Problem =
Keep going with the piece on guitar practice and being good enough to play with other musicians, starting right after its last sentence.

As a lover of the guitar, I’m always under improvement. It’s a never-ending journey of leveling up, cutting away things I don’t need and refining what I feel truly sounds like me. In the beginning of learning the instrument, there’s no way I could play what I can now. It takes dedicated and strategic practice to become good at anything and ‘good’ is both defined by you and by your band mates as a musician. That’s what an artist does. We practice, we learn, we create, and we define what is good enough to let other people enjoy our work.
That’s right. Good isn’t just defined by you. You can feel that you are good at the level you’re at but ultimately, you must be good-enough to play with good musicians. You need to be a good-enough athlete to play with other athletes. It’s a prerequisite to most anything you’re going to do with other people. You’re not necessary in a competition — it really depends on what you want for yourself and at what level you want to play, but ultimately, if you want to play with other people, you will need to have a level of competence that’s accessible to who you’re playing with and that’s a product of practice.

Data entries =
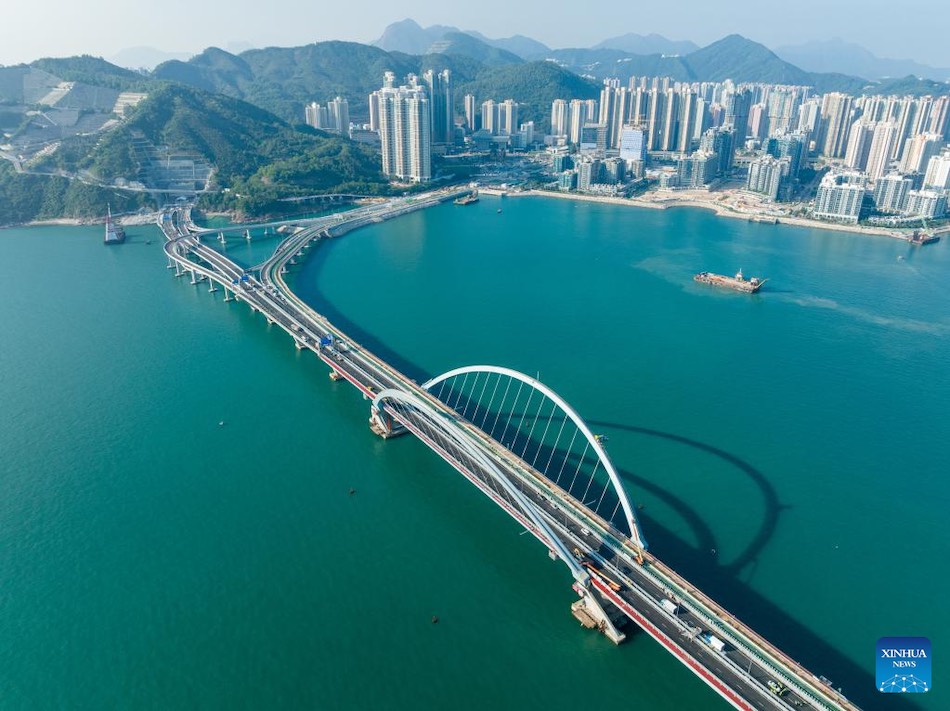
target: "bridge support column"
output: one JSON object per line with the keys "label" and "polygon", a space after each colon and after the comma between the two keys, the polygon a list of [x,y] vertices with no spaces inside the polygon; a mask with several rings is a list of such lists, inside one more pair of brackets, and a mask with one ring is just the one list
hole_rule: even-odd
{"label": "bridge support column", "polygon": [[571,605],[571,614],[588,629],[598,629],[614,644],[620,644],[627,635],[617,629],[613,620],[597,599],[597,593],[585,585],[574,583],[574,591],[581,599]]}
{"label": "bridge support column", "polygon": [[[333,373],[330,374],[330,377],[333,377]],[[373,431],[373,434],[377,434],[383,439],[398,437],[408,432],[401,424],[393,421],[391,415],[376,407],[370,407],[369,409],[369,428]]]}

---

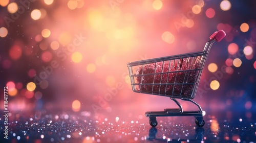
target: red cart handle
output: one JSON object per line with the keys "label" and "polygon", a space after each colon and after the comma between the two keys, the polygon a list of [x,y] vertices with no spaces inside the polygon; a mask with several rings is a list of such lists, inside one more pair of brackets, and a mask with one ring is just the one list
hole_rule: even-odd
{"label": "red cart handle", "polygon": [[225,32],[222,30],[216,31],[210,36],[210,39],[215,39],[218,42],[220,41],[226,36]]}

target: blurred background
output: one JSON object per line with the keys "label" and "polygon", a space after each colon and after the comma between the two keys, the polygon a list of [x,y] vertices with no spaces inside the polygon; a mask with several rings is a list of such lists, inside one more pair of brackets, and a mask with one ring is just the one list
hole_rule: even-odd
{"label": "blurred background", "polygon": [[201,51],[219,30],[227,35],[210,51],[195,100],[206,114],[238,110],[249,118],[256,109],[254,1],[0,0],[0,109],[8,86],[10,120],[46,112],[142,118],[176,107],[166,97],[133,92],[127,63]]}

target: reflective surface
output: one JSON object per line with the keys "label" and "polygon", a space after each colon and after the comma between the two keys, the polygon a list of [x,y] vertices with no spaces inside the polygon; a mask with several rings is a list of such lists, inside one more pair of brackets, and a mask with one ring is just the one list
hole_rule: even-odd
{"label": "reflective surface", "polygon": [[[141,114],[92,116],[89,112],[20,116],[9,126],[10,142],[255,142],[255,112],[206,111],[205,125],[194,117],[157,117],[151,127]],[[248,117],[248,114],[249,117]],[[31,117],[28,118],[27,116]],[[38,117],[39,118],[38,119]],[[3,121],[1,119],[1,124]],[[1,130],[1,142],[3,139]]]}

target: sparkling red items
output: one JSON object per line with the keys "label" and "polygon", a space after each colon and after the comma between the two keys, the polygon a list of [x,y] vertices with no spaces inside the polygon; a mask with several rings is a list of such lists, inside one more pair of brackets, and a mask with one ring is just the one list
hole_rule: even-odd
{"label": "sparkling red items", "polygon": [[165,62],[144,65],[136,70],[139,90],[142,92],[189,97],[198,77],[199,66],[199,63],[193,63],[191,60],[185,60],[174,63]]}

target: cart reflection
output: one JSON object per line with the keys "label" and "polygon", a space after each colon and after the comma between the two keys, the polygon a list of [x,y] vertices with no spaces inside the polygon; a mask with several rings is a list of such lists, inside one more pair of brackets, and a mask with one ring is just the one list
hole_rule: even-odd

* * *

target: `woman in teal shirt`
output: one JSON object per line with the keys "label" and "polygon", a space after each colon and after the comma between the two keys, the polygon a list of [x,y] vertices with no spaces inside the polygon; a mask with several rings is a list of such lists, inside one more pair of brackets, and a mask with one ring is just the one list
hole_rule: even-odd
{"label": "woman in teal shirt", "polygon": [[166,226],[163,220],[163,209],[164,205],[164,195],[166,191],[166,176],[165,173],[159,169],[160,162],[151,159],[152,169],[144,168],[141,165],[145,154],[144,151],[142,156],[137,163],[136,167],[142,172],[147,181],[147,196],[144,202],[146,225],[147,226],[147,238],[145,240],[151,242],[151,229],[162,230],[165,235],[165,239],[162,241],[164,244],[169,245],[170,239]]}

The response =
I’m certain the idea of practice is common across all disciplines. You even need to practice meditation, which you might think doesn’t involve a lot of things to do. Even dissolving yourself in a sensory deprivation tank takes practice and its effects usually get better every time — when you get it right.
Competitive athletes are always looking to improve their skill. Relationship partners who are connected to their cause of loving each other are constantly involved in some growth process to learn how to relate to each other better. Chefs are always learning how to be more efficient and effective at astonishing their customers. Hunters, doctors, lawyers, politicians… I’ve thought about this for a while and I haven’t found one area of life where we aren’t somehow trying to be better. Heck even EVOLUTION is a process of becoming better to adapt to the forever changing environment you are in.
How does one become better without having an awareness that something about themselves could be better? Is this self-judgment or just self-awareness? Can who you are be better? I asked this question to my network and received many answers. One of them stuck out to me:
“No. But I can become more aware of how magnificent who I am already is.”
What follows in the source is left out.